- [Text excerpt]:
====
The common Dittany, a perennial of the Mint family, with small, purplish flowers, in corymbed cymes or clusters, growing on dry hills from New York to Kentucky, is too well known to require any further description.

In August, we frequently observe a capsular body amid the ordinary fructification and flowers of this plant, which was first pointed out to me by Prof. S. S. Haldiman, desiring me to pay attention, and try to discover what insect produces the excrescence. Notwithstanding my desire so to do, I have not succeeded.

December 6, 1856, happening to pass through a wood of chestnut sprouts interspersed with the red cedar, near the Willistown Baptist Meeting-House, in Chester County, I observed the dry remains of stems, foliage, and fruit, of quite a number of plants of this species, with the expectation of finding, at this late season, the empty cells or larvae of the insect. I made diligent search, but could find no trace of such a pod-like excrescence. What, however, amply recompensed me for the attention bestowed, was the discovery that this plant is peculiar, and is truly a frost plant, far exceeding the Helianthemum Canadense, or Frost- Weed, as it is popularly called, from the fact that, late in autumn, crystals of ice shoot from the cracked bark at the root.

Our Cunila has attached to the stem a shell-work of ice, of a pearly whiteness, beautifully striated, sometimes, like a series of shells one in another - at others, curved round on either side of the stem like an open, polished, bi-valve; then, in others, again, curled over in every variety of form, like the petals of a tulip. Though one o'clock P. M., and the sun shining brightly, I carefully took up several specimens, and conveyed them three hundred yards, to the dwelling of Mr. Griffith, and exhibited the frost flowers to the family. No other herb or grass had any such frost-work around them, having paid particular attention; while at least fifty specimens of the Cunila examined, were so ornamented.

We naturally speculate as to the cause. On tasting the ice, no aroma was perceptible; the root manifested a vigorous young bud under ground.

Plants, in germinating, have the power of generating heat. That the atmosphere absorbs caloric from bodies, and deprives them of fluidity in the form of vapor, is well known and this vapor, congealed, we call frost. This heat is evinced by the more speedy melting of snow, when in contact with their leaves and stems, compared with what is lodged upon inorganic bodies, provided the preceding frost has been sufficiently permanent to cool those substances thoroughly.

Mr. Hunter has tested this fact by the rise of the thermometer; and Lamarck mentions an extraordinary degree of heat evolved about the time the Arum maculatum bursts its enveloping sheath. This is the case with our common Indian turnip - the Arum triphyllum also.

Though this may not be observable by our sensation of feeling, we are not to suppose it absent; even the thermometer only enables us to judge of the state in which the caloric is, with relation to surrounding bodies, without regard to its quantity.
====
- [Listed entries]:
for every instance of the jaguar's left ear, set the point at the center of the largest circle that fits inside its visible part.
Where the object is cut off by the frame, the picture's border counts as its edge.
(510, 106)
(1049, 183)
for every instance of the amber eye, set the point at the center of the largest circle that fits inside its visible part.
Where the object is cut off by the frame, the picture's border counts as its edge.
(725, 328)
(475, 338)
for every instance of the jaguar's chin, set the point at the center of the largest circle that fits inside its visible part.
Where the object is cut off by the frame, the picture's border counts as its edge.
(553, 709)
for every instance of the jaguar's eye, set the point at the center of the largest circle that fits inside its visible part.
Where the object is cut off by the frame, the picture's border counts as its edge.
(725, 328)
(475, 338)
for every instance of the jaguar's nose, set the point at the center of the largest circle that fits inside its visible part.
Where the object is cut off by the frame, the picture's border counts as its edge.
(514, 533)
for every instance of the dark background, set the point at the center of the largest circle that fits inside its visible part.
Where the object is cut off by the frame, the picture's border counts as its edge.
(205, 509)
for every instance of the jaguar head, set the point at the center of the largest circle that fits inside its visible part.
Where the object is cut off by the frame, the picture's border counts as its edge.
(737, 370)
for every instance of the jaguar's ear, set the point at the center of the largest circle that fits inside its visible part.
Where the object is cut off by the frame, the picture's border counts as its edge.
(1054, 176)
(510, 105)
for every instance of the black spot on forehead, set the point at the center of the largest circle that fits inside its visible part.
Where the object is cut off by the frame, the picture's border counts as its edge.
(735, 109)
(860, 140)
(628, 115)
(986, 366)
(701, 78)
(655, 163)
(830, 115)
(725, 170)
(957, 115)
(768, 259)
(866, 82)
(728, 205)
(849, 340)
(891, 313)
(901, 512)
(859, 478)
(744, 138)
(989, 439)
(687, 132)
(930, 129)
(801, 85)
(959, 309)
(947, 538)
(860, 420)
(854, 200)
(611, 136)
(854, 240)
====
- [Instructions]:
**a.** In the dittany text, shorten the paragraph beginning "Our Cunila has attached to the stem" into a list of its main facts.
**b.** According to the dittany text, what did the writer find on tasting the ice?

- [Responses by task]:
**a.**
- The Cunila stem carries a pearly white, finely striated shell-work of ice.
- The ice takes several forms: nested shells, a curved open bivalve around the stem, or curled shapes like tulip petals.
- At one o'clock P. M., in bright sun, the writer carried several specimens three hundred yards to Mr. Griffith's dwelling and showed them to the family.
- No other herb or grass had such frost-work, but at least fifty Cunila specimens examined did.

**b.** No aroma was perceptible.